> _Passage provided_
- - -
Thoughts on Aggretsuko Season 3

Bobby Schroeder
13 min readAug 30, 2020

Note: This isn’t a comprehensive review. This is just one blogger’s spoiler-filled thoughts that were too wordy for Twitter.

Content warning for descriptions of misogynistic harassment and violence, stalking, and that sort of thing. No pictures, though.

Two years after its strong premiere season, Aggretsuko has become one of the most frustrating shows I follow. It still has tons of fun moments, but it’s also the kind of story that chickens out every time it’s close to an epiphany about its characters and themes.

Each season of Aggretsuko follows a cyclical pattern. It starts with Retsuko dealing with the hardships of life as an average millennial with a shitty office job. She wants a better life, but she doesn’t know what that means for her. She feels trapped. She’s relatable and easy to sympathize with. At some point she’ll latch onto some fairy tale fantasy that she thinks will save her. Things seem perfect to her for a while, but the cracks start to show. In the climax of the season she realizes it won’t work, and then things return to the status quo.

In season 1, Retsuko’s fantasy was getting married, having kids, and becoming a housewife so that she could quit her job. She tried to force herself into a relationship with Resasuke out of convenience, but this was doomed to fail. In season 2, she started dating the dreamy tech entrepreneur Tadano, only to realize that her own needs weren’t being fulfilled. The finale hinged upon Retsuko standing up for her own dreams instead of just accepting Tadano’s. I love this in theory, but the problem was that the only dreams the show could come up with for her were, again, marriage, kids, and her crappy office job. Obviously there’s nothing wrong with wanting those things, but she didn’t have a life or any aspirations outside of society’s default expectations for her, even though the show had previously painted other characters like Retsuko’s mother putting these expectations on her as a bad thing.

So I was pleasantly surprised when the poster for season 3 dropped, and it seemed like Retsuko would be joining a band inspired by Babymetal. I knew it would likely be another fantasy that fell apart, but it also seemed like a fun curveball that might help Retsuko learn more about herself. She’d finally have a life outside of work, dating, and venting about work and dating at karaoke.

And that’s… sort of what we got? But it’s more complicated than that.

So this time Retsuko becomes an idol

Through a silly series of events involving a parking lot fender bender with a manager, Retsuko eventually joins an idol group. Not a band. An idol group. That might not seem like an important distinction, but it is. Instead of her new music career being a creative outlet for her, Retsuko is roped into an extremely toxic industry that revolves more around encouraging an obsessive fandom culture to make a record label lots of money. (If this description is somehow news to you, Googling “idol industry” brings up endless articles recounting horror stories about current and former idols. Take your pick.)
- - -
> _Data section_
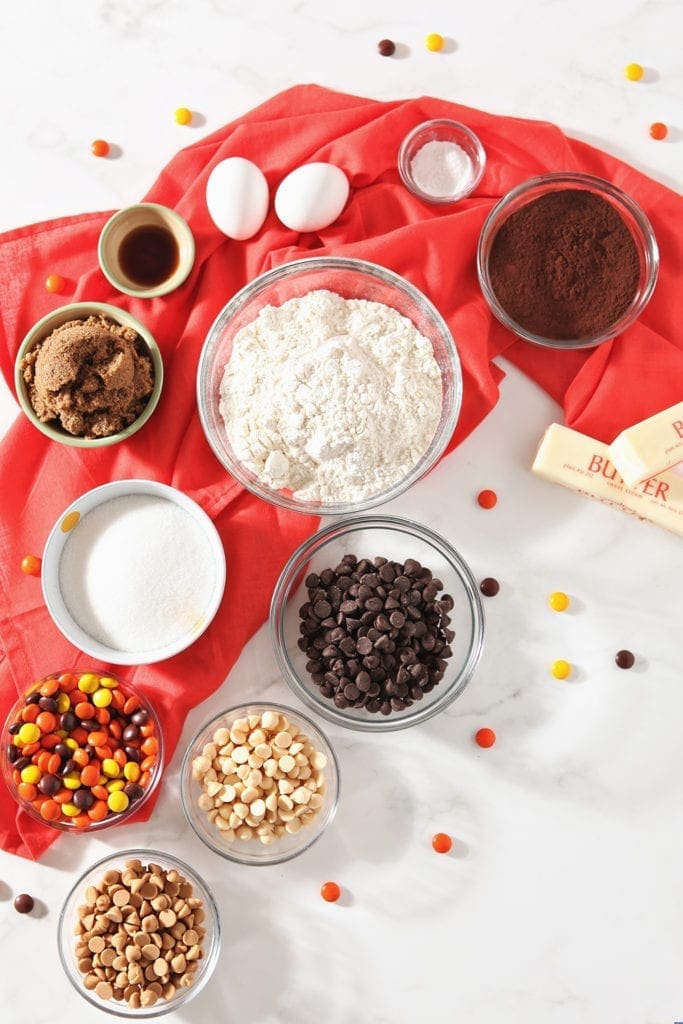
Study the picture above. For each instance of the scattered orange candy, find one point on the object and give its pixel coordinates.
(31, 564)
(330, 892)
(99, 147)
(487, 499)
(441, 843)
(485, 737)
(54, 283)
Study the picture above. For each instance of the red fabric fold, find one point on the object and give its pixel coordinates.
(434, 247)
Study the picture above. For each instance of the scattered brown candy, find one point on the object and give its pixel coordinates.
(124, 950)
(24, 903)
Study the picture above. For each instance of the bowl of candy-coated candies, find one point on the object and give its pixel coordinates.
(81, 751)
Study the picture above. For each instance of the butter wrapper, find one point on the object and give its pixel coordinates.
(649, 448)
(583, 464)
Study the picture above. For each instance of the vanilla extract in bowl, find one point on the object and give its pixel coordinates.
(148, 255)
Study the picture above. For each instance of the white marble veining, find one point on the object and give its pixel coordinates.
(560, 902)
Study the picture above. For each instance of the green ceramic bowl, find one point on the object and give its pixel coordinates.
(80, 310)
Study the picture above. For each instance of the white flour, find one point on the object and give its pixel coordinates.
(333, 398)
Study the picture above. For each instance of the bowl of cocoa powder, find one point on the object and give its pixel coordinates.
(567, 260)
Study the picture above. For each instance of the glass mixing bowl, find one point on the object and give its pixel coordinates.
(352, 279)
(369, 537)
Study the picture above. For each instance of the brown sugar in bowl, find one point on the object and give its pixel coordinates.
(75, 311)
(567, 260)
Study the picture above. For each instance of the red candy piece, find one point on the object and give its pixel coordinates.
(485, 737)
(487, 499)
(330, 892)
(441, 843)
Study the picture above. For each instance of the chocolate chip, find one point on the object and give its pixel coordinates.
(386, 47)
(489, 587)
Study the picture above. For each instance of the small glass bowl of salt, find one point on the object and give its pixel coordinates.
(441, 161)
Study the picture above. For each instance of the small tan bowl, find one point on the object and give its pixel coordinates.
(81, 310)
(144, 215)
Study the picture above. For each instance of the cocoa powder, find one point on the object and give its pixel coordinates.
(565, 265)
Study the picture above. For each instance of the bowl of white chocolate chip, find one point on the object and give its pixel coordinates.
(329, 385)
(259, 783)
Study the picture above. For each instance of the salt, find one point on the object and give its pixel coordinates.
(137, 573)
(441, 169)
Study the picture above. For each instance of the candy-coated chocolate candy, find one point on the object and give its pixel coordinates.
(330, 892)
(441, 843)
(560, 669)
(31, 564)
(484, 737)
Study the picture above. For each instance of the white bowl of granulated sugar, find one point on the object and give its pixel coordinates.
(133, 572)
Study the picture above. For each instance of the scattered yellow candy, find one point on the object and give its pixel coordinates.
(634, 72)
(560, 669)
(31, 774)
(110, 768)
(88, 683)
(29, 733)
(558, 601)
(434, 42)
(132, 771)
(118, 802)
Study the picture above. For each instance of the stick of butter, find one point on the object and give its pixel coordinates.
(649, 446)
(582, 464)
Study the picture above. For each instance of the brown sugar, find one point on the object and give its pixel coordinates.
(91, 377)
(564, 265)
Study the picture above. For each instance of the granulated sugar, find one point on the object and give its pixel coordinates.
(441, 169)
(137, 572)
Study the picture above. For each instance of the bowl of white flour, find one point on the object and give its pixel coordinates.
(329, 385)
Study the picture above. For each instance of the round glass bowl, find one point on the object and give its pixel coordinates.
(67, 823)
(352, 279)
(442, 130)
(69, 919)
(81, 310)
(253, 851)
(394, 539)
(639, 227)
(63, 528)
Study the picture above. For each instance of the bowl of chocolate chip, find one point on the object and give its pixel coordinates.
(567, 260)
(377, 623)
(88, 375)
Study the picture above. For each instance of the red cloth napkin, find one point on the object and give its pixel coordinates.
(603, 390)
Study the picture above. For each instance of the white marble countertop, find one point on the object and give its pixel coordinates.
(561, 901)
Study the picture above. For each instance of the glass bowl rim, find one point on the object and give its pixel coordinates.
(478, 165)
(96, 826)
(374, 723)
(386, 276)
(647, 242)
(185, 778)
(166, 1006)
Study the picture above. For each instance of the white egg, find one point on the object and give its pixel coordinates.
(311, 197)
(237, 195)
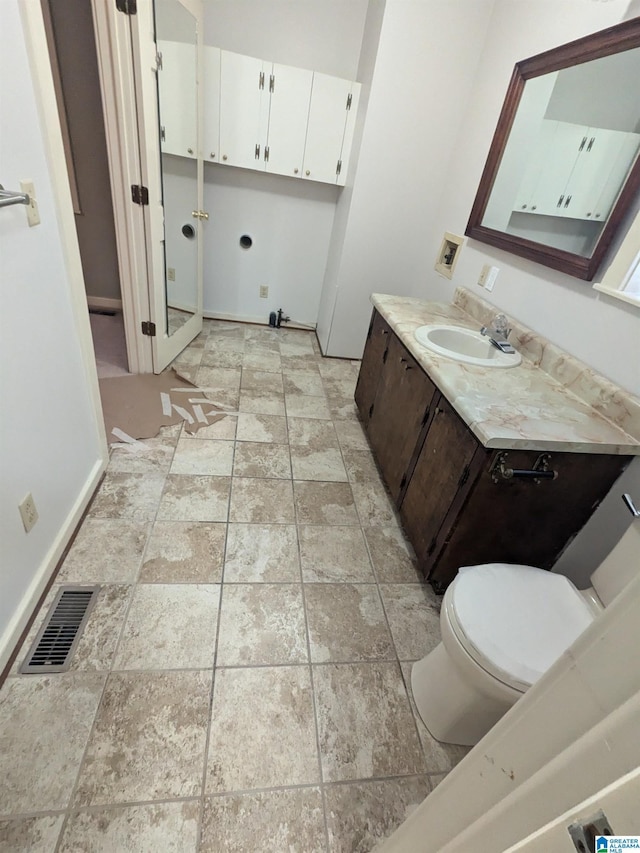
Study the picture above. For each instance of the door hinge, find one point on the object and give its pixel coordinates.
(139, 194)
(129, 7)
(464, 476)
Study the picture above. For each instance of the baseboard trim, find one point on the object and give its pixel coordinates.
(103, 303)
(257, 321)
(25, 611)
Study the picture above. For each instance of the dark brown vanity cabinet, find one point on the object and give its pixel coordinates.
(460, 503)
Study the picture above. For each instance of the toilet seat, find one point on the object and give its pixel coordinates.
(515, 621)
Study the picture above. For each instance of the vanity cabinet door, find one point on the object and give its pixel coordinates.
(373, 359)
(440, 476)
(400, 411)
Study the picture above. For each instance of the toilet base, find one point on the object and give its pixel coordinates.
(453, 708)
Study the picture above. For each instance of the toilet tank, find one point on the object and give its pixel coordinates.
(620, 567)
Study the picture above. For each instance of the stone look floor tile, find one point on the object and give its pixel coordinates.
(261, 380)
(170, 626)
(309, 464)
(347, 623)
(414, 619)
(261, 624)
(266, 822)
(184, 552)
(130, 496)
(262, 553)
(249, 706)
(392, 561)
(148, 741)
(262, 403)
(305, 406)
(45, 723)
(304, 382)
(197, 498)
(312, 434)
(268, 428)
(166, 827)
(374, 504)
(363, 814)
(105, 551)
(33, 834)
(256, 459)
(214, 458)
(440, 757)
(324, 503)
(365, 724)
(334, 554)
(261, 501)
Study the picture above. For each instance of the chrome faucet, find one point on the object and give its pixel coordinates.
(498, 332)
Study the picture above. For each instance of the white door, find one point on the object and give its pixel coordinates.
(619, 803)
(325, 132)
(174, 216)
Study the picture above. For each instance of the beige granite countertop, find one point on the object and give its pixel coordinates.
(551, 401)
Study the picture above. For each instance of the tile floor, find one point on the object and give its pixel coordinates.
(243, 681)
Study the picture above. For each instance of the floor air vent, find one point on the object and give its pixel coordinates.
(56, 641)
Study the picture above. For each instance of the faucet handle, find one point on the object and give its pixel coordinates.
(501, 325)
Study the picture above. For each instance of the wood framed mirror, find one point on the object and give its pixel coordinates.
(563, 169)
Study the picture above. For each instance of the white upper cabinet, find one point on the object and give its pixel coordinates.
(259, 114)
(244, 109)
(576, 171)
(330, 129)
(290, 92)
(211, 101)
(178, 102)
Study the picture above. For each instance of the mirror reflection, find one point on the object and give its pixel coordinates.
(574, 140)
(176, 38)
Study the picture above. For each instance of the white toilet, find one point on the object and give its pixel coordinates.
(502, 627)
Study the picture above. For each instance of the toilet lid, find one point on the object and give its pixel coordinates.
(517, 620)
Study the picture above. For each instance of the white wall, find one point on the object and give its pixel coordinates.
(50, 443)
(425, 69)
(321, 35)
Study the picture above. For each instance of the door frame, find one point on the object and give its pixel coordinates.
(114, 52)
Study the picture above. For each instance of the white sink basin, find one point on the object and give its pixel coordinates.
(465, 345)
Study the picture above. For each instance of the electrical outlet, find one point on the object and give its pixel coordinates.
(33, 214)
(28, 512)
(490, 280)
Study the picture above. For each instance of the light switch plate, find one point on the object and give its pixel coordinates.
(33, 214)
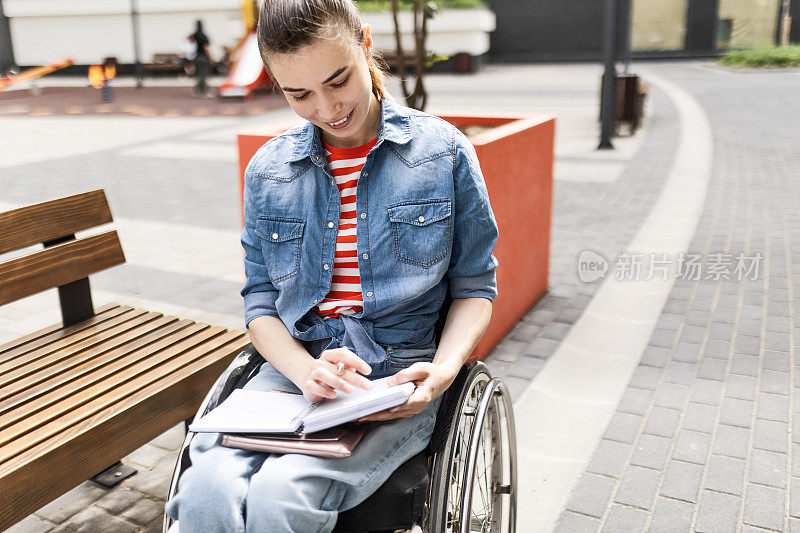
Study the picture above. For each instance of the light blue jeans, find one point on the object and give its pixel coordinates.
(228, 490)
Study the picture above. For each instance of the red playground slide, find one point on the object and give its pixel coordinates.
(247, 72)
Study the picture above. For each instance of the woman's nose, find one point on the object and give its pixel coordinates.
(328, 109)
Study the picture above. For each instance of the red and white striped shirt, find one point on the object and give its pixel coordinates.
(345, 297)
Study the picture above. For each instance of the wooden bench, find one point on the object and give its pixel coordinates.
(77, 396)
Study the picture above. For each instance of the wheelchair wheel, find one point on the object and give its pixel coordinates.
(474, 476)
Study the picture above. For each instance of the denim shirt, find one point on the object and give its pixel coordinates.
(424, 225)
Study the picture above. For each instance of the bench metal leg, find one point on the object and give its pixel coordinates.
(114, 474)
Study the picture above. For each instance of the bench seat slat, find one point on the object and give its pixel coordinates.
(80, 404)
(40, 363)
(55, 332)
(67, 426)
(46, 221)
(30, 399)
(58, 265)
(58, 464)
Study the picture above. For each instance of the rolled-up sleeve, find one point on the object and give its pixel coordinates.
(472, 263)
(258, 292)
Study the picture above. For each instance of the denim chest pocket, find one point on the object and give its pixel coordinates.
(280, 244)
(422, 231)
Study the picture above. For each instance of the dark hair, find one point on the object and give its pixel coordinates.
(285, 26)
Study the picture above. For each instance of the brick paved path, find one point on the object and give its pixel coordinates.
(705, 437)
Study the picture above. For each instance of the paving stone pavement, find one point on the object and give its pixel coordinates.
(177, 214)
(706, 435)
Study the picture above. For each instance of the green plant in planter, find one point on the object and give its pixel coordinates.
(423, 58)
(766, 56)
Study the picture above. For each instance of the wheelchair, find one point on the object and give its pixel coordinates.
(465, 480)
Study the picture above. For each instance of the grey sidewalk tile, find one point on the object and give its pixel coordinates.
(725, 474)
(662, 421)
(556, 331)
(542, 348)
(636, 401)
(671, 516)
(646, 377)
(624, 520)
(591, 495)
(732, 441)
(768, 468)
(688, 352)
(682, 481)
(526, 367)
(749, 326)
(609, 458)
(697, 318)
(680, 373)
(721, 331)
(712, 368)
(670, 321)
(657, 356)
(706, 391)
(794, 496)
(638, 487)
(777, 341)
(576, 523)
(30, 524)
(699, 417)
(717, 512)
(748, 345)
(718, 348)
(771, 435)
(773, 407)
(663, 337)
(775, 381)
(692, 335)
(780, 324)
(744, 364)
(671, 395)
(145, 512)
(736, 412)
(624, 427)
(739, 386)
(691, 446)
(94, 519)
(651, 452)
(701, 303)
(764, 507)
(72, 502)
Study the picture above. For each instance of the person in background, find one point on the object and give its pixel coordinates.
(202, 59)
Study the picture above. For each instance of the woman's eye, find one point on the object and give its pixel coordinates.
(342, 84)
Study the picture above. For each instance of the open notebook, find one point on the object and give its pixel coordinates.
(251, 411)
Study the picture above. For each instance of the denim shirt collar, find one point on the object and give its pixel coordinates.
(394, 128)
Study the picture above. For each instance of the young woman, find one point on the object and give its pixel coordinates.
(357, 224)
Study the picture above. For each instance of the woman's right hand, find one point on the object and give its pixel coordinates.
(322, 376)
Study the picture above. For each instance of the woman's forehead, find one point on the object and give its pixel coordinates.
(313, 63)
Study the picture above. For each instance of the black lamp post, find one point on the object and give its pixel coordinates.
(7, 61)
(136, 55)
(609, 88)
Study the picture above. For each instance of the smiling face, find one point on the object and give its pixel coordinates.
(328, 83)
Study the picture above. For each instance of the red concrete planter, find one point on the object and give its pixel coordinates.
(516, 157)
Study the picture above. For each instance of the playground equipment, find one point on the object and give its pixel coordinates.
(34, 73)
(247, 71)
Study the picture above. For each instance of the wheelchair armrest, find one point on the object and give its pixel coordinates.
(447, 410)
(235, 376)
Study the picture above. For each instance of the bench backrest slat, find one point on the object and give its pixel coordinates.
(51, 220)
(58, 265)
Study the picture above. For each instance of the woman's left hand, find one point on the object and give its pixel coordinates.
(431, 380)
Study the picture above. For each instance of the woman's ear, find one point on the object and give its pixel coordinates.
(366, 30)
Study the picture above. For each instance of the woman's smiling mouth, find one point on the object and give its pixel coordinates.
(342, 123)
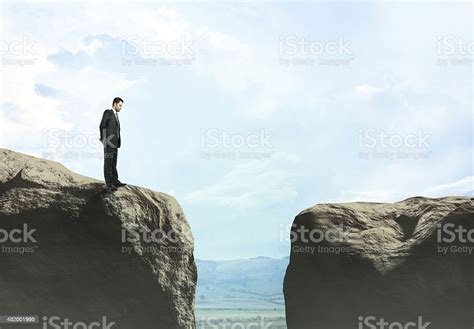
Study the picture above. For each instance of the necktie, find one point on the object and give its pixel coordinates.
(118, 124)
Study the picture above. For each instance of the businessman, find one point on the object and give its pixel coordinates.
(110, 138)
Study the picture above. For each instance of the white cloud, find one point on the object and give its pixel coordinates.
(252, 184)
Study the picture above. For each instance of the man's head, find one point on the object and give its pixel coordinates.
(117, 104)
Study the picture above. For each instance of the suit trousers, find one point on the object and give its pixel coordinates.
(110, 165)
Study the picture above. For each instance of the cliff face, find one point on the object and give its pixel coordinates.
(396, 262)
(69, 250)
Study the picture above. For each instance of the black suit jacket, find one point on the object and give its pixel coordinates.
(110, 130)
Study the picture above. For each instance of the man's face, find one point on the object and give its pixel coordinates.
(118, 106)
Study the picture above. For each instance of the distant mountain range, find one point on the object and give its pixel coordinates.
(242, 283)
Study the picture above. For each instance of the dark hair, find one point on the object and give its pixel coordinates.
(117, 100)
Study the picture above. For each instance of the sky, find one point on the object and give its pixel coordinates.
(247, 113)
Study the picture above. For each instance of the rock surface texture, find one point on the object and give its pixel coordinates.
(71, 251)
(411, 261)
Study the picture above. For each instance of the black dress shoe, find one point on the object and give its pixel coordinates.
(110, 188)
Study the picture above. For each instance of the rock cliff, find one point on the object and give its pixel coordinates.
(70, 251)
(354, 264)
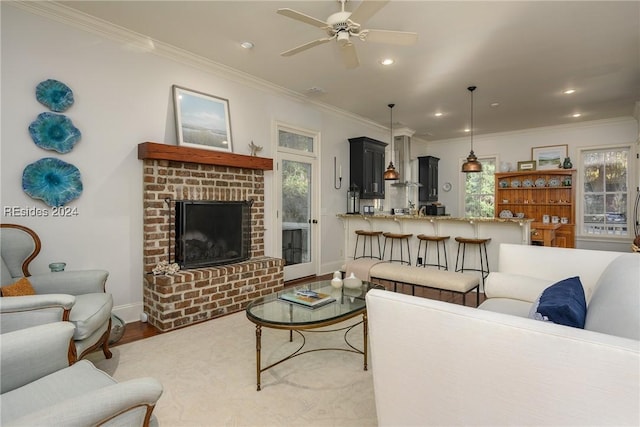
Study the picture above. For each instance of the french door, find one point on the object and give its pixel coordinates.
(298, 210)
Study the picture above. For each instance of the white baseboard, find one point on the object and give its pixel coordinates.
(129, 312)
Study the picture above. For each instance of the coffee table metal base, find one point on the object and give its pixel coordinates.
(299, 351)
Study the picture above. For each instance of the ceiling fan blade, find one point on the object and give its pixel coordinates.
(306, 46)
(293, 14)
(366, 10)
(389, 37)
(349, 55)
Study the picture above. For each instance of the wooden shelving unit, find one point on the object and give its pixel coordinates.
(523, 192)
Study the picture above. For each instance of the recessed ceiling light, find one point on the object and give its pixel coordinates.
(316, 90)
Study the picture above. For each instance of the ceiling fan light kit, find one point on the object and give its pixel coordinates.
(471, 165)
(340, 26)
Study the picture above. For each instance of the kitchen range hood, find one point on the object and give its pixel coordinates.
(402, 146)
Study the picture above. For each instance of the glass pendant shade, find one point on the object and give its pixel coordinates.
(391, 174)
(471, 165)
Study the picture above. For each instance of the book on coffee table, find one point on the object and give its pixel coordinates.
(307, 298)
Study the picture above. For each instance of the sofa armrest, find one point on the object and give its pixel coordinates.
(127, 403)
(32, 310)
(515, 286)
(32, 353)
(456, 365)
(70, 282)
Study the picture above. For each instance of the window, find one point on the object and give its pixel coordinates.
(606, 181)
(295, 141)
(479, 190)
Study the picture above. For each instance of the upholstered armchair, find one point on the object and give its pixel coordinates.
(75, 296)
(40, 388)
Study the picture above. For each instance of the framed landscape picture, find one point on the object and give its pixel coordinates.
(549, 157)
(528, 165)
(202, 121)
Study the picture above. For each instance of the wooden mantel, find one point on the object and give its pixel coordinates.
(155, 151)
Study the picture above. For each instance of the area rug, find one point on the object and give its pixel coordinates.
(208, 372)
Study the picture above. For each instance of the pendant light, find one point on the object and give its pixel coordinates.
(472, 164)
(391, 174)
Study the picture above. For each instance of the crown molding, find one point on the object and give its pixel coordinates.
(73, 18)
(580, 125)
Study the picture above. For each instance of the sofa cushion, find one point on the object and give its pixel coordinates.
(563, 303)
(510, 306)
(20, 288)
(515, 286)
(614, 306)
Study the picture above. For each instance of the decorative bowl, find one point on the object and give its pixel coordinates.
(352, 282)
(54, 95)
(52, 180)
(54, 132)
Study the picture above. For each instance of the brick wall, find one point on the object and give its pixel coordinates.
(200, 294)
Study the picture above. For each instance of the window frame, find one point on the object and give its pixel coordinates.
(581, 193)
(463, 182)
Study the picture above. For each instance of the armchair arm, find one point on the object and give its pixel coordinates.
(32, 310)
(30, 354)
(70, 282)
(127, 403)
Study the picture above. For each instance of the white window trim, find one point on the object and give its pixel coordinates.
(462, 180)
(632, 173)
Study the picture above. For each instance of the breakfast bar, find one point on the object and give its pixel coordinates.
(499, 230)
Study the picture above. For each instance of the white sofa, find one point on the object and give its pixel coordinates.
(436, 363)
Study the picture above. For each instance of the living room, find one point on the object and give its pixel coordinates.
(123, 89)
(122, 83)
- - -
> _Problem_
From the blog post on Aggretsuko's third season, return the passage between "Through a silly" and "Take your pick.)", inclusive, word for word. The material has no role in this exercise.

> _Task answer_
Through a silly series of events involving a parking lot fender bender with a manager, Retsuko eventually joins an idol group. Not a band. An idol group. That might not seem like an important distinction, but it is. Instead of her new music career being a creative outlet for her, Retsuko is roped into an extremely toxic industry that revolves more around encouraging an obsessive fandom culture to make a record label lots of money. (If this description is somehow news to you, Googling “idol industry” brings up endless articles recounting horror stories about current and former idols. Take your pick.)